Exercise inputs Start Marker

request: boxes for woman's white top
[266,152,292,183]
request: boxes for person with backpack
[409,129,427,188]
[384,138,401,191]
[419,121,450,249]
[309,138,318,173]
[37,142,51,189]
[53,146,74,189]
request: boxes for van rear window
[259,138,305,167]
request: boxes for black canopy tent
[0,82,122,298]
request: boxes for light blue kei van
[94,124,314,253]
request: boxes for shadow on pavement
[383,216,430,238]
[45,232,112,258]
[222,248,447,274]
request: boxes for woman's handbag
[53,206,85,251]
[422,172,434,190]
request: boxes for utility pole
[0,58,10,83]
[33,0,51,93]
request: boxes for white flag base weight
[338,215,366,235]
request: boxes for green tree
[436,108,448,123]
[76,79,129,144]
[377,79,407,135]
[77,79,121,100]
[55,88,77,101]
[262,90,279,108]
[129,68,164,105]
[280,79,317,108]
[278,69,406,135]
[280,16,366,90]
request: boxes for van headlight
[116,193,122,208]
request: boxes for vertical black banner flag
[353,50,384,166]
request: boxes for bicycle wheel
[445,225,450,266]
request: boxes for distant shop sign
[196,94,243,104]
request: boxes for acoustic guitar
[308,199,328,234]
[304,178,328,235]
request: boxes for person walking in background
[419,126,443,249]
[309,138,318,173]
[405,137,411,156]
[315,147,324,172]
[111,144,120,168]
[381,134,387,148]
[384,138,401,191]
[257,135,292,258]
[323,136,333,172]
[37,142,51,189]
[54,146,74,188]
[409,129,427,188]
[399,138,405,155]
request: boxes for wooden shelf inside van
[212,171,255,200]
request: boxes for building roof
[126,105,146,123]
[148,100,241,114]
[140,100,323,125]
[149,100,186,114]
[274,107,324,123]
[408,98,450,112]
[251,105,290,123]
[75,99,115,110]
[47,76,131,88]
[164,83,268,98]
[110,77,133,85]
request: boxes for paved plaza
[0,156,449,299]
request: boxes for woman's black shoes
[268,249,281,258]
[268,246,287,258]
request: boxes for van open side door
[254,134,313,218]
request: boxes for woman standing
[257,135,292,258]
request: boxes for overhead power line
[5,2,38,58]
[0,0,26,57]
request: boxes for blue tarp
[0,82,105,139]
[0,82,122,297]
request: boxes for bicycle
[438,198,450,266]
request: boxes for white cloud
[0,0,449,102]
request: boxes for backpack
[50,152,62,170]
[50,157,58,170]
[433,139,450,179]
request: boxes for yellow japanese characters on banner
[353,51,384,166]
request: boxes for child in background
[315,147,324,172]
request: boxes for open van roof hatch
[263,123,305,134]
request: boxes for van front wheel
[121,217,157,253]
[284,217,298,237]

Exercise inputs End Marker

**What to work on:**
Exactly as written above, copy out all the records.

**Task response:**
request: boxes for woman's white top
[266,152,292,183]
request: boxes for person with backpack
[409,129,427,188]
[384,138,401,191]
[419,121,450,249]
[309,138,318,173]
[37,142,51,189]
[53,146,74,189]
request: boxes for van rear window
[259,138,305,167]
request: boxes for black canopy tent
[0,82,122,298]
request: boxes for light blue kei van
[94,124,314,253]
request: boxes for shadow on pavement
[383,216,430,238]
[45,232,112,258]
[222,248,447,274]
request: boxes for woman's handbag
[53,206,85,251]
[422,172,434,190]
request: boxes for utility pole
[0,58,10,83]
[33,0,51,93]
request: boxes for white flag base weight
[338,215,366,235]
request: boxes for green tree
[436,108,448,123]
[76,79,129,144]
[377,79,407,135]
[77,79,121,100]
[55,88,77,101]
[262,90,279,108]
[129,68,164,105]
[280,79,317,108]
[278,69,406,135]
[280,16,366,90]
request: boxes for van headlight
[116,193,122,208]
request: boxes for vertical black banner flag
[353,50,384,166]
request: boxes for bicycle wheel
[445,225,450,266]
request: boxes for distant shop sign
[196,94,243,104]
request: boxes for acoustic guitar
[308,199,328,234]
[304,178,328,235]
request: boxes for person walking in background
[419,126,443,249]
[309,138,318,173]
[405,137,411,156]
[315,147,324,172]
[111,144,120,168]
[381,134,387,148]
[384,138,401,191]
[257,135,292,258]
[323,136,333,172]
[37,142,51,189]
[54,146,74,188]
[409,129,427,188]
[399,138,405,155]
request: boxes for wooden shelf inside van
[212,171,255,200]
request: boxes for building roof
[126,105,146,123]
[148,100,241,114]
[140,100,323,125]
[149,100,186,114]
[274,107,324,123]
[408,98,450,112]
[251,105,290,123]
[75,99,115,110]
[47,76,131,88]
[164,83,268,98]
[110,77,133,85]
request: boxes for paved plaza
[0,156,449,299]
request: boxes for woman's black shoes
[268,249,281,258]
[268,246,287,258]
request: boxes for van open side door
[254,134,313,218]
request: boxes for woman standing
[257,135,292,258]
request: boxes for overhead power line
[5,2,38,58]
[0,0,26,57]
request: boxes for blue tarp
[0,82,105,139]
[0,82,122,297]
request: boxes for bicycle
[438,198,450,266]
request: boxes for white cloud
[0,0,449,102]
request: boxes for backpack
[50,152,62,170]
[50,157,58,170]
[433,139,450,179]
request: boxes for yellow japanese characters on banner
[353,51,384,166]
request: boxes for child in background
[315,147,324,172]
request: boxes for open van roof hatch
[263,123,305,134]
request: boxes for van front wheel
[121,217,157,253]
[284,217,298,237]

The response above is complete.